» AIM OF THE TASK
Each record below must be returned exactly as shown.

» Region pointing data
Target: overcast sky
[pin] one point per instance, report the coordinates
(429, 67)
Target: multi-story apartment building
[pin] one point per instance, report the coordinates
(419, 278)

» SOLVED EXERCISE
Target: overcast sky
[pin] one point per instance, report the coordinates
(429, 67)
Target: multi-story apartment building
[pin] one point per instance, report the coordinates
(419, 278)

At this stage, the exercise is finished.